* _What needs to be done_:
For this exercise, copy all the data exactly and include none of the pictures.

* _Supplied data_:

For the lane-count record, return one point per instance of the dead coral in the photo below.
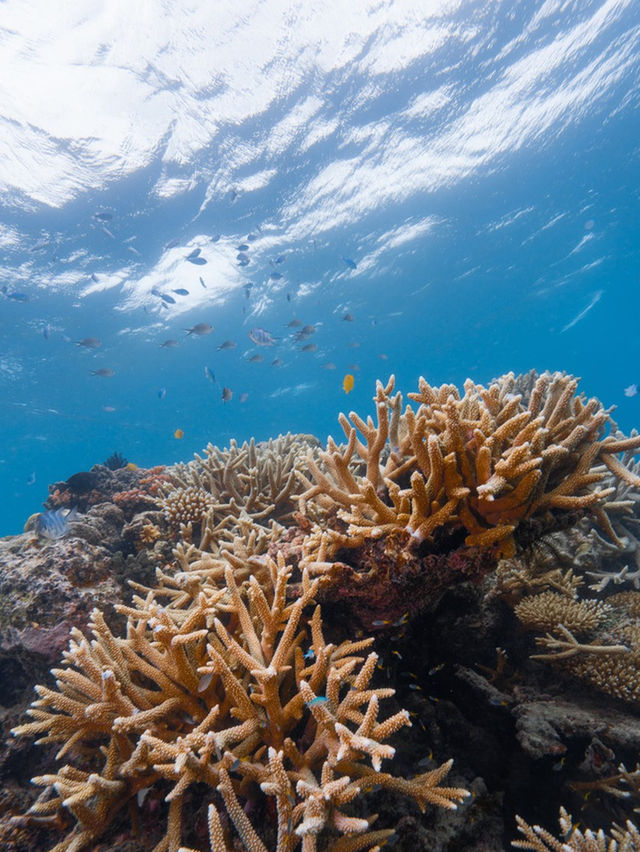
(215, 688)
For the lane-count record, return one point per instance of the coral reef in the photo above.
(427, 602)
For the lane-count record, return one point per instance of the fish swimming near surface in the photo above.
(261, 337)
(90, 342)
(200, 328)
(55, 523)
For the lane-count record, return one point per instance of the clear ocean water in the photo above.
(445, 189)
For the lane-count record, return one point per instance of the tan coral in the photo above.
(482, 461)
(210, 686)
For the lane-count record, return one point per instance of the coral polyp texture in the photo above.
(229, 686)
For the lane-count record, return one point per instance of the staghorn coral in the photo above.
(213, 687)
(482, 461)
(258, 480)
(547, 610)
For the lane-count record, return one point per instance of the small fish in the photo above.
(90, 342)
(200, 328)
(261, 337)
(55, 523)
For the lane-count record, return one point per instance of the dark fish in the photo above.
(55, 523)
(82, 482)
(200, 328)
(261, 337)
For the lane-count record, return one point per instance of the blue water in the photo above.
(480, 166)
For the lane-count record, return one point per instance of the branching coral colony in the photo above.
(225, 688)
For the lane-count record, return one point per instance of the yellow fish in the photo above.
(347, 383)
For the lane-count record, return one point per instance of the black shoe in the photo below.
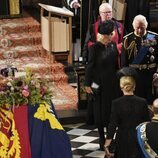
(101, 147)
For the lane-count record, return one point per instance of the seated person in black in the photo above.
(147, 134)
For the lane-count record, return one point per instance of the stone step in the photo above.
(40, 66)
(21, 51)
(19, 25)
(20, 39)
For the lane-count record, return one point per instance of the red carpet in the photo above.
(20, 39)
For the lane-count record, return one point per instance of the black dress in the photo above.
(101, 69)
(127, 113)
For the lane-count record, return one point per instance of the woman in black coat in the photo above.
(127, 113)
(100, 78)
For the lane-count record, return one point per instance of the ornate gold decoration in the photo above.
(14, 6)
(45, 113)
(7, 151)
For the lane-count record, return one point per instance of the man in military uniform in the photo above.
(140, 51)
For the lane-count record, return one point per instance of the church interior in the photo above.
(33, 36)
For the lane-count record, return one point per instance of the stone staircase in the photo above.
(20, 46)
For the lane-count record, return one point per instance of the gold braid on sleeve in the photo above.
(132, 48)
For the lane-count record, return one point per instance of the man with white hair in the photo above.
(140, 51)
(105, 12)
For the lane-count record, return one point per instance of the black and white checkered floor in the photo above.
(84, 141)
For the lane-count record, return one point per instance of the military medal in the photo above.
(152, 58)
(151, 50)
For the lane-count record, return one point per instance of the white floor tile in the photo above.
(84, 139)
(89, 146)
(97, 154)
(78, 132)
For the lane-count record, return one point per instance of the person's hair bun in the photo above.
(106, 27)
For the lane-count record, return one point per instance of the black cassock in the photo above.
(101, 69)
(135, 7)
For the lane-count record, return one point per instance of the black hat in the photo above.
(106, 27)
(127, 71)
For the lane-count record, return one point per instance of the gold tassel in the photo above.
(14, 7)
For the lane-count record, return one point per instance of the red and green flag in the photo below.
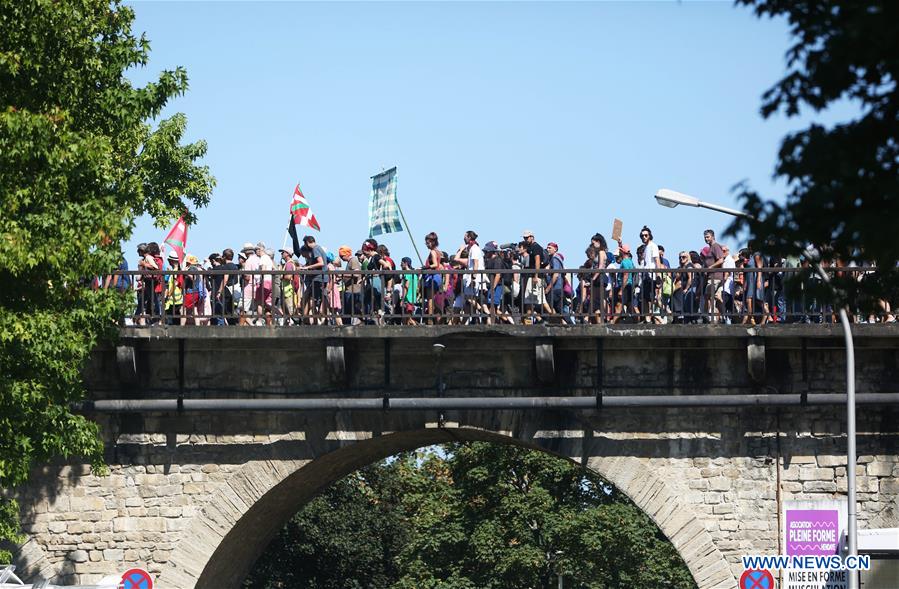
(300, 211)
(177, 239)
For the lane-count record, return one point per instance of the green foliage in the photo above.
(475, 516)
(843, 181)
(79, 161)
(353, 528)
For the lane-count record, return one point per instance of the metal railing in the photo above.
(502, 296)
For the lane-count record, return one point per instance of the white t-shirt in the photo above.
(729, 264)
(475, 254)
(650, 254)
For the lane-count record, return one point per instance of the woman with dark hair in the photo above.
(150, 266)
(650, 260)
(432, 282)
(601, 259)
(388, 279)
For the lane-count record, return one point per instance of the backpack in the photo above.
(508, 279)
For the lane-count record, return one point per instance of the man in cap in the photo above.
(495, 288)
(251, 282)
(410, 299)
(352, 283)
(230, 289)
(316, 283)
(625, 282)
(555, 289)
(534, 293)
(194, 291)
(174, 292)
(290, 285)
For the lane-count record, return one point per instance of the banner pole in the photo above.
(409, 231)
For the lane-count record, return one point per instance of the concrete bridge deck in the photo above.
(195, 496)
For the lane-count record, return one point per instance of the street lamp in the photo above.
(670, 198)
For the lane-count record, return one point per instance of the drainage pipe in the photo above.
(477, 403)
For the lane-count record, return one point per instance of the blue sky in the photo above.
(555, 117)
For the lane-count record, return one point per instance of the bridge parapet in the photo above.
(195, 495)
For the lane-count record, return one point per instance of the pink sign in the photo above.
(814, 532)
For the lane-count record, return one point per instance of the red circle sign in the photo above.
(137, 579)
(756, 579)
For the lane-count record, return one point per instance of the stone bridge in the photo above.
(195, 492)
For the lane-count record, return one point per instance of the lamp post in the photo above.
(670, 198)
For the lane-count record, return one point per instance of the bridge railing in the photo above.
(459, 296)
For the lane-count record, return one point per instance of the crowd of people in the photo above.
(521, 282)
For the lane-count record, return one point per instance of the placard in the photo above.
(616, 229)
(814, 528)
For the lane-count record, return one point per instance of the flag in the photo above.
(383, 209)
(177, 238)
(292, 230)
(300, 211)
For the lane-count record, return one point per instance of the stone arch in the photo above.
(223, 541)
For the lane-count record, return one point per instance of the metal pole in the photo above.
(852, 507)
(477, 403)
(852, 515)
(409, 231)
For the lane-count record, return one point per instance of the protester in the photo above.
(497, 284)
(352, 285)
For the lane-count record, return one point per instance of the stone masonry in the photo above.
(195, 497)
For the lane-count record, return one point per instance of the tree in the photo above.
(79, 162)
(471, 516)
(495, 516)
(346, 538)
(842, 181)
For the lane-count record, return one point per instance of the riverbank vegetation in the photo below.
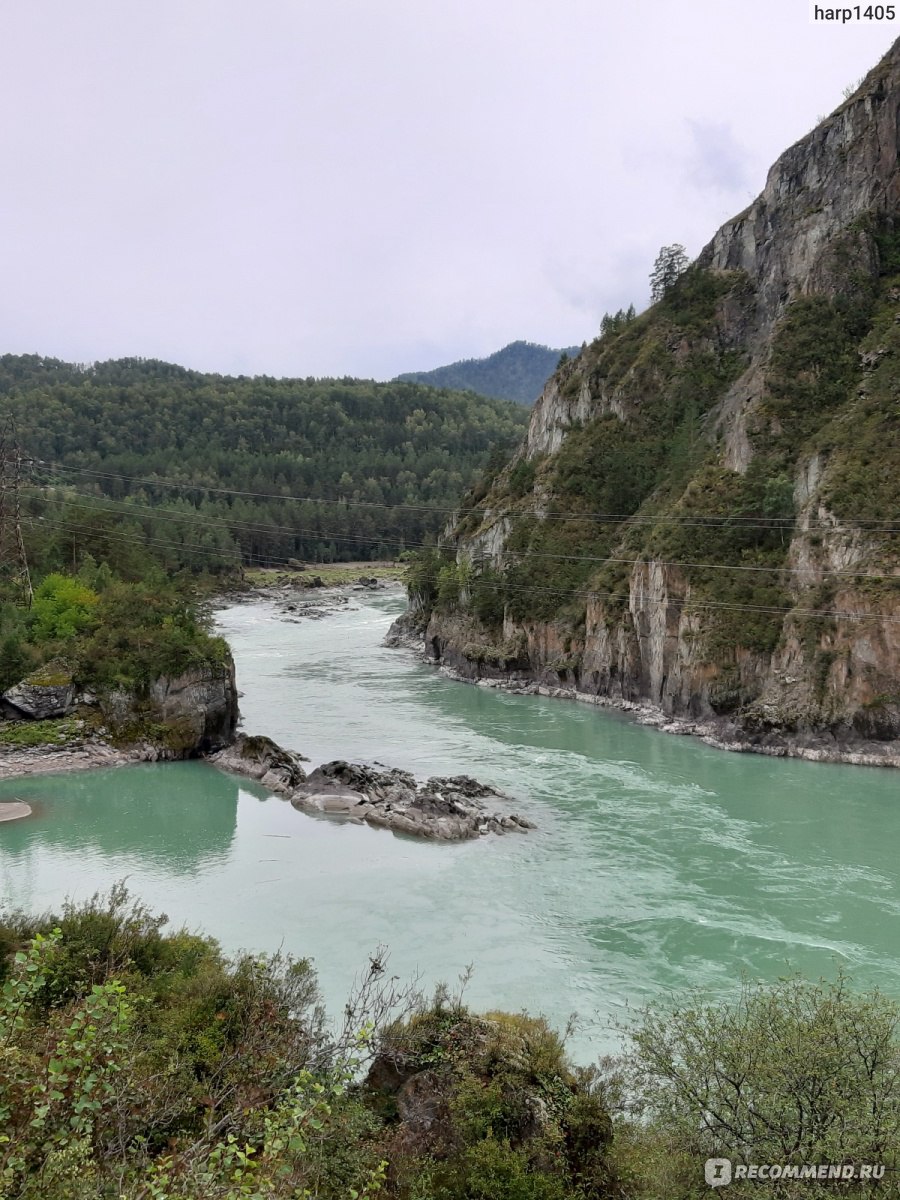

* _Problem solution_:
For the lane-count record, return one point per instance of the dead coral in the photo below.
(215, 688)
For the lane-count record, return one point per instance of the coral reef in the photo above.
(427, 602)
For the lane-count record, return one point per instance of the fish swimming near surface in the photo above.
(261, 337)
(90, 342)
(200, 328)
(55, 523)
For the lane-count record, return one point per instance of the clear ocean water in the photo above.
(445, 189)
For the lane-count record, return one point per instance of the tan coral in the photo above.
(482, 461)
(210, 686)
For the lane-count record, return one point per instance of the coral polyp texture in the photo above.
(229, 686)
For the lane-count record, return one point per instance of the staghorn coral in the photo above.
(213, 687)
(482, 461)
(258, 480)
(547, 610)
For the lane-count record, return one point per instance of the small fish in the photo above.
(90, 342)
(200, 328)
(261, 337)
(55, 523)
For the lane-count record, return one point per instance of the dark fish in the photo above.
(55, 523)
(82, 482)
(200, 328)
(261, 337)
For the lane-count record, return one point per instance of the blue water in the photo above.
(480, 166)
For the lane-count record, return one point per instance of the branching coral colony in the photo above.
(225, 688)
For the lane-count record, return one point per instance of the yellow fish in the photo above.
(347, 383)
For the lane-count record, return one point per instance of the black shoe in the photo below.
(101, 147)
For the lane-count record, return one point per instance of the seated person in black in the photo above.
(147, 134)
For the lane-count record, return one point per instance of the stone step in the photo above.
(40, 66)
(21, 51)
(19, 25)
(20, 39)
For the lane-count record, return one point per instance of the red carpet in the photo above.
(20, 39)
For the lane-count record, return one point per instance of the black dress in the photo above.
(101, 69)
(127, 113)
For the lane-count record, return one point per instance of the woman in black coat in the photo above.
(127, 113)
(100, 78)
For the lane-count record, return one point per instance of the ornate gold decoration in the photo above.
(14, 6)
(45, 113)
(7, 151)
For the lane-count record, return one point per instance of the man in military uniform in the photo above.
(140, 51)
For the lane-count record, return one point per instance of the church interior in the photo above.
(33, 36)
For the lane-count record, return one point per instance of the stone staircase in the photo above.
(20, 46)
For the lane-count record, return one point per instance of the gold braid on sleeve in the photo above.
(132, 48)
For the lane-count record, return one point per instance of the man with white hair in the photo above.
(140, 51)
(105, 12)
For the lane-count record, return one point per instance of the black and white checkered floor in the photo above.
(84, 141)
For the lane-count record, return one point per instance of the military medal in the photo above.
(152, 58)
(151, 50)
For the lane-count record, return one point per instance of the white floor tile in the photo above.
(84, 139)
(89, 146)
(97, 154)
(78, 132)
For the lane-count record, return one point per instance of the person's hair bun in the photo above.
(106, 27)
For the lane-count record, return one point per instance of the black cassock in the photo above.
(101, 69)
(135, 7)
For the lane-count record, return one point per instance of the black hat in the photo above.
(106, 27)
(127, 71)
For the lane-count record, return one point per instance of the gold tassel in the photo above.
(14, 7)
For the lane-count record, return one point per instance of the red and green flag in the photo below.
(300, 211)
(177, 239)
For the lane-count record, return one point per instance of the green foliage in the photo above.
(475, 516)
(843, 181)
(79, 161)
(353, 528)
For the lane-count record, return one point per instance of the metal railing in the photo above.
(502, 296)
For the lane-count record, return one point per instance of the white t-shirt in the photo above.
(729, 264)
(475, 254)
(650, 254)
For the lane-count record, return one point per instance of the woman with dark hair in the photo above.
(150, 266)
(650, 260)
(432, 282)
(601, 259)
(388, 279)
For the lane-count record, return one point per instance of the backpack in the photo above.
(508, 279)
For the lane-count record, return one point per instance of the man in cap in the photo above.
(495, 288)
(251, 282)
(410, 299)
(352, 283)
(230, 289)
(316, 283)
(625, 282)
(555, 289)
(534, 293)
(194, 291)
(174, 292)
(290, 285)
For the lane-count record, return one point per instance of the banner pole in the photo above.
(409, 231)
For the lane-count record, return one point per instance of the concrete bridge deck in the photo above.
(195, 496)
For the lane-count record, return one point per instance of the street lamp in the photo above.
(670, 198)
For the lane-count record, return one point per instance of the drainage pipe in the photo above.
(477, 403)
For the lane-count record, return one point per instance of the blue sky in the photo above.
(555, 117)
For the lane-count record, return one point per instance of the bridge parapet in the photo above.
(195, 495)
For the lane-count record, return one point per instance of the pink sign in the photo above.
(814, 532)
For the lane-count record, return one point per instance of the red circle sign in the photo above.
(137, 579)
(756, 579)
For the lane-count record, return one point per instance of the stone bridge in the photo above.
(195, 492)
For the lane-count record, return one point per instance of the lamp post in the photo above.
(670, 198)
For the lane-count record, return one point per instance of the bridge railing in the photo above.
(459, 296)
For the lane-count record, return one point per instance of the crowd of people in the photo above.
(521, 282)
For the lane-count record, return one point per instance of the placard in the photo above.
(616, 229)
(814, 528)
For the lane-count record, return one point per instance of the flag in the photo above.
(383, 209)
(177, 238)
(292, 230)
(300, 211)
For the lane-count record, return one point per instance of the stone arch in the photo above.
(223, 541)
For the lane-count record, return one point per instance of the metal pole in the photo above.
(852, 507)
(477, 403)
(852, 515)
(409, 231)
For the lane-count record, return one point per instance of the protester in the photo above.
(497, 284)
(352, 285)
For the lane-count record, return one point per instance of the stone masonry in the photo above.
(195, 497)
For the lane-count record, return one point per instance of the tree in the photo above.
(79, 162)
(471, 516)
(495, 516)
(346, 538)
(842, 181)
For the lane-count record, return one point per instance of the riverbank vegetation in the photo below.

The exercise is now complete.